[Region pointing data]
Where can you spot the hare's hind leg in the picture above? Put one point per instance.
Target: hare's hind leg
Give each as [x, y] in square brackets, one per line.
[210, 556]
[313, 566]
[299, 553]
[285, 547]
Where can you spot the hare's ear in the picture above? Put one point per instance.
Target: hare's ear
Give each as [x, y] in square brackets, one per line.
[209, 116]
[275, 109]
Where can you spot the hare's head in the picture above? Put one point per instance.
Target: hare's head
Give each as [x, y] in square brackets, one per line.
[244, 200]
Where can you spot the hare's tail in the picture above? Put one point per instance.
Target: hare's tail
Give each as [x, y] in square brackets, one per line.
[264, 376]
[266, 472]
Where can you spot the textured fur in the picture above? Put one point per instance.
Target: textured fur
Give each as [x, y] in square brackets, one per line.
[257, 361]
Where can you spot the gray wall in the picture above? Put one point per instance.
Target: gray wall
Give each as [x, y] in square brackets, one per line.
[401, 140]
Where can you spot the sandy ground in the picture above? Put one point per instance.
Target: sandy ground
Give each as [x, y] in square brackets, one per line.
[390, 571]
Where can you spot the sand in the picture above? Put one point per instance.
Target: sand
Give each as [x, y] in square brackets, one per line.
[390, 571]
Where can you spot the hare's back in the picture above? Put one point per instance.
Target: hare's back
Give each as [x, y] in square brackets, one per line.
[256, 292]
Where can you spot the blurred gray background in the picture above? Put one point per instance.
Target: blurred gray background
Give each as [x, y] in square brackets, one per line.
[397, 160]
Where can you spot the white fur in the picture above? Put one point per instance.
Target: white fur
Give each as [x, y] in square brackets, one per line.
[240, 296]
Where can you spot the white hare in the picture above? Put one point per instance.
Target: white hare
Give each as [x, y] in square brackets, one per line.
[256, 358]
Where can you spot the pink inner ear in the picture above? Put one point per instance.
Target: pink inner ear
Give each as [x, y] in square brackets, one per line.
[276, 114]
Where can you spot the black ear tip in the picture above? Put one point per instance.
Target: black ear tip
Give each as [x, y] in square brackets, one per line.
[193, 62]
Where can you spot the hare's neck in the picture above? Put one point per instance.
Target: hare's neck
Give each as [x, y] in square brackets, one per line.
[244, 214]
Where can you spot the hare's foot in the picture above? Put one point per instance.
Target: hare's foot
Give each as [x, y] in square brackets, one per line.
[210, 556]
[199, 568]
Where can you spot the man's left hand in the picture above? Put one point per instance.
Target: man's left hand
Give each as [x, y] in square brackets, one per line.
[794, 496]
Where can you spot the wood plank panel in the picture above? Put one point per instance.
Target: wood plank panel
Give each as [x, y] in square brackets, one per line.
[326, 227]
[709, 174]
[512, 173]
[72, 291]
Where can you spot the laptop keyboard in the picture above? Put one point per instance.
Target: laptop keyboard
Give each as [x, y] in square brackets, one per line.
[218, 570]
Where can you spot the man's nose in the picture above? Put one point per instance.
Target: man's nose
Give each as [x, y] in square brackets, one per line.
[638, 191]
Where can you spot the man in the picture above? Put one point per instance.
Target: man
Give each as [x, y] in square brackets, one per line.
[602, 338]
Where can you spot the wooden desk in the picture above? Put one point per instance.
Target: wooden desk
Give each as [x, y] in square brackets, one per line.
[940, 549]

**Work instructions:** Your response must consist of every line above, reproduced exactly.

**Exercise output:**
Where can you spot the hare's hind leg in the picture above? Put one point per instance.
Target: hare's hind leg
Give each as [x, y] in square brackets, one per line.
[210, 556]
[313, 566]
[299, 553]
[285, 547]
Where can you spot the hare's ear in the picture above? Put one point per instance.
Target: hare's ear
Give each as [x, y] in square brackets, one per line.
[209, 116]
[275, 109]
Where can you spot the hare's head in the picture above? Put one point per instance.
Target: hare's head
Give each as [x, y] in square brackets, one per line.
[244, 200]
Where can you spot the hare's tail in the picture above? Put one point per instance.
Target: hare's tail
Give each as [x, y] in square brackets, one per line.
[264, 376]
[266, 472]
Where can you spot the textured fur in the picture above? Put one point per instance.
Target: textured fur
Give each as [x, y] in square brackets, one per line.
[257, 361]
Where can you spot the gray wall in the picture above? Put one point per instance.
Target: gray wall
Give each as [x, y] in square brackets, one per line.
[401, 140]
Where can you spot the sandy ground in the picture above? Put one point per instance.
Target: sandy ground
Give each as [x, y] in square brackets, one per line.
[390, 571]
Where can you spot the sand in the picture above? Put one point per instance.
Target: sand
Give each as [x, y] in square brackets, one per line.
[390, 571]
Where can you spot the hare's back in the picture above? Put one point per instance.
Target: hare's back
Give each as [x, y] in square brackets, one per line.
[256, 292]
Where can you spot the blurred gray background in the picture above? Put one point per instance.
Target: blurred gray background
Give each as [x, y] in square brackets, one per line.
[397, 160]
Where can you spot the white fur in the picture above? Put one point per instance.
Target: white fur
Give each as [x, y] in square brackets, one per line.
[240, 296]
Where can you spot the white hare in the picture above? Put one point per instance.
Target: white hare
Give each as [x, y] in square brackets, one per line.
[256, 358]
Where can you spot the pink inner ear in the picture above? Put one point per instance.
Target: pink inner ear
Give each as [x, y] in square brackets, one per line.
[276, 114]
Where can you spot the black ear tip in the picture above? Put one point per instance.
Target: black ear tip
Give each as [x, y] in square brackets, one per line.
[193, 62]
Where can you spot the hare's neck in the picture above? Put one point per instance.
Target: hare's neck
Give each as [x, y] in square brackets, one per line.
[244, 214]
Where can you spot the hare's foot in the picture above? Put one point per instance.
Target: hare's foot
Give each as [x, y] in square brackets, one per line.
[210, 556]
[199, 568]
Where can you spot the man's left hand in the picture above? Put one point per instance.
Target: man's left hand
Give each as [x, y] in square brackets, one per line.
[794, 496]
Where can you spot the wood plank panel in the picture above? Put one point per instance.
Target: wood plank panel
Give each as [x, y] in square brackets, one per line.
[326, 227]
[709, 174]
[512, 173]
[72, 291]
Where can you spot the laptop keyboard in the picture above? Put one point per instance.
Target: laptop keyboard
Give each as [x, y] in square brackets, one per line.
[218, 570]
Where can you spot the man's nose in the picture above? Put one point per instance.
Target: man's nose
Give each as [x, y] in square brackets, one per line.
[638, 191]
Where can you spot the man in the picture above? Put one point per instance.
Target: man
Give each as [x, y] in square brackets, one per line.
[602, 338]
Where can you spot the wooden desk in the picture above? Put one point per instance.
Target: wooden desk
Give each as [x, y] in square brackets, one per line.
[940, 549]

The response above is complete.